Prolonged Exposure for PTSD among OIF/OEF/OND Personnel: Massed vs. Spaced Trials


Evaluate the efficacy of PE therapy for combat-related PTSD in an active-duty military population and determine whether a condensed delivery method maintains efficacy while improving efficiency.

Posttraumatic stress disorder is an often chronic and debilitating condition that is associated with many comorbid medical and psychiatric disorders. So as our nation’s war on terror rages on and the prevalence of PTSD among our men and women in the military increases—epidemiological studies indicate that 10% to 20% of military personnel returning from Iraq and Afghanistan show symptoms of PTSD—so does the need for increasingly efficient ways of effectively treating the disorder.

There is currently a large body of knowledge on how to treat PTSD effectively and efficiently using cognitive behavioral therapy (CBT), particularly Prolonged Exposure (PE). In fact, PE is one of two treatments with the most empirical support for efficacy in treating PTSD in civilian trauma survivors.

Now the developer of PE therapy, Edna Foa, PhD, of the Center for the Treatment & Study of Anxiety at the University of Pennsylvania, is heading a STRONG STAR clinical trial with two key objectives:

  • evaluate the efficacy of Prolonged Exposure in treating combat-related PTSD in a military population; and
  • see if this evidence-based therapy can be delivered even more efficiently so as to better serve the needs of service members.

What is PE therapy, and how effective is it?

PE is designed to help PTSD patients emotionally process traumatic events by providing education about PTSD, repeated and prolonged imaginal exposure to trauma memories, and repeated in vivo confrontation with trauma-related situations the patient may be avoiding. In treatment centers around the world, the therapy has proven efficacious in reducing PTSD and related psychopathology with various types of trauma. In addition to greatly reducing PTSD symptom severity, studies have shown that PE also reduces depression and general anxiety, guilt, anger, and anxiety sensitivity, and that it improves social functioning. Importantly, results of follow-up assessments consistently indicate that most people maintain their treatment gains over time.

**TASK ITEM**
Please copy the part of the Prolonged Exposure text starting at "There is currently" and ending at "of service members.".

**EXERCISE DATA**
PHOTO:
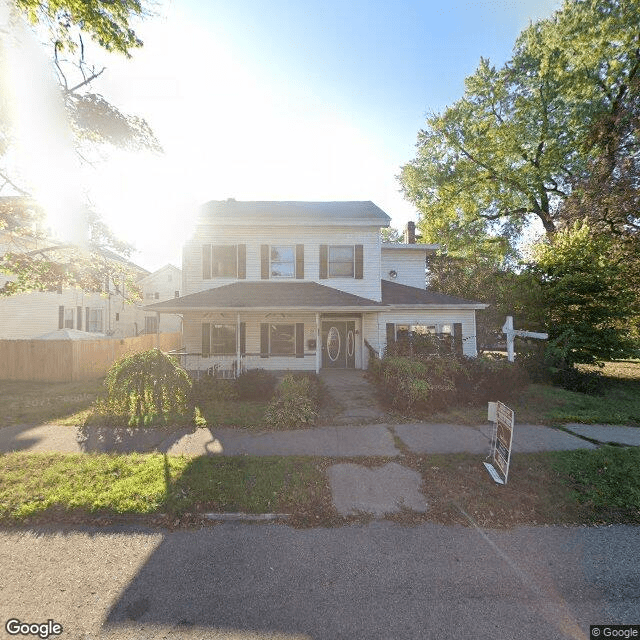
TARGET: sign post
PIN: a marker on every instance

---

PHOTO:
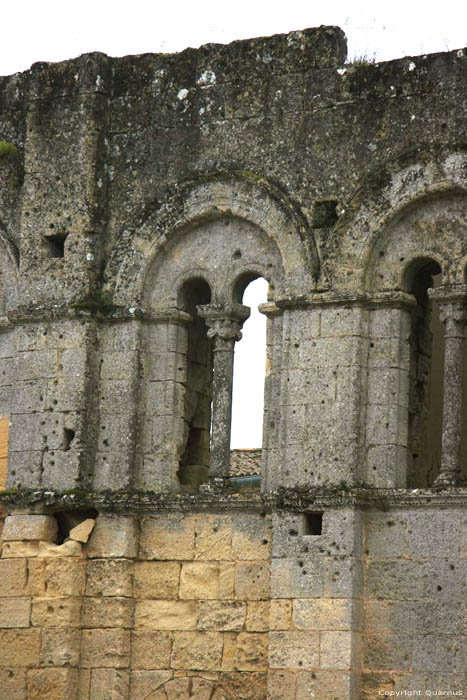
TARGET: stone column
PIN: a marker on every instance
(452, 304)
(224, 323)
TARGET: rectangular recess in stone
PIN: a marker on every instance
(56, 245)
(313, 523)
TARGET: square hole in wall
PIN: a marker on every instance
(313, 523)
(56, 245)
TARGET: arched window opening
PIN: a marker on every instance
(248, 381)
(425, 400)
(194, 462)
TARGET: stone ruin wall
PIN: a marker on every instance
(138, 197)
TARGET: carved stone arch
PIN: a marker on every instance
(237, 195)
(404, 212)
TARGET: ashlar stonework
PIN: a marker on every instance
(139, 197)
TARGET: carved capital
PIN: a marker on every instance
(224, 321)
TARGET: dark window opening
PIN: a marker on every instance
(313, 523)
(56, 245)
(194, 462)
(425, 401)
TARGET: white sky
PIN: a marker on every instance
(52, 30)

==

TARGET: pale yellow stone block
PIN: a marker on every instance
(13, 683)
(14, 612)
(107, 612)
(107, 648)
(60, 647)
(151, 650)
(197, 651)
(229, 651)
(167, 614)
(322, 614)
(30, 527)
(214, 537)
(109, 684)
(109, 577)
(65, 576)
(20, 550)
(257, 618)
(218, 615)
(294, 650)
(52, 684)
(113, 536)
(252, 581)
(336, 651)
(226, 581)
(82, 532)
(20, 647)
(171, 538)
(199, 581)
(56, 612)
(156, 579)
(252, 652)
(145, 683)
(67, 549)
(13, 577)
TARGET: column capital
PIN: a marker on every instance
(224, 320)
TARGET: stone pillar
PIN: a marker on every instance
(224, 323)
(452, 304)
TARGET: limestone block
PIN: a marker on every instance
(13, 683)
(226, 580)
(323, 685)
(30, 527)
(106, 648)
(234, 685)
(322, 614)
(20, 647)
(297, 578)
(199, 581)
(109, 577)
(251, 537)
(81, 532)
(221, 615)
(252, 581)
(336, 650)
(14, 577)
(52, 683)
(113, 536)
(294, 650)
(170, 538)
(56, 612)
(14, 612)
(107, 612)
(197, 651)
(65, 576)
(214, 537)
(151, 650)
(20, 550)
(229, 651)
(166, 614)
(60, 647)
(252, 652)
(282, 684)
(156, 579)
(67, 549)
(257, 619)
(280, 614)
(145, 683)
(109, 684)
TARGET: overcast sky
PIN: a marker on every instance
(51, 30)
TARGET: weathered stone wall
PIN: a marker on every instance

**YOUR RESPONSE**
There is currently a large body of knowledge on how to treat PTSD effectively and efficiently using cognitive behavioral therapy (CBT), particularly Prolonged Exposure (PE). In fact, PE is one of two treatments with the most empirical support for efficacy in treating PTSD in civilian trauma survivors.

Now the developer of PE therapy, Edna Foa, PhD, of the Center for the Treatment & Study of Anxiety at the University of Pennsylvania, is heading a STRONG STAR clinical trial with two key objectives:

  • evaluate the efficacy of Prolonged Exposure in treating combat-related PTSD in a military population; and
  • see if this evidence-based therapy can be delivered even more efficiently so as to better serve the needs of service members.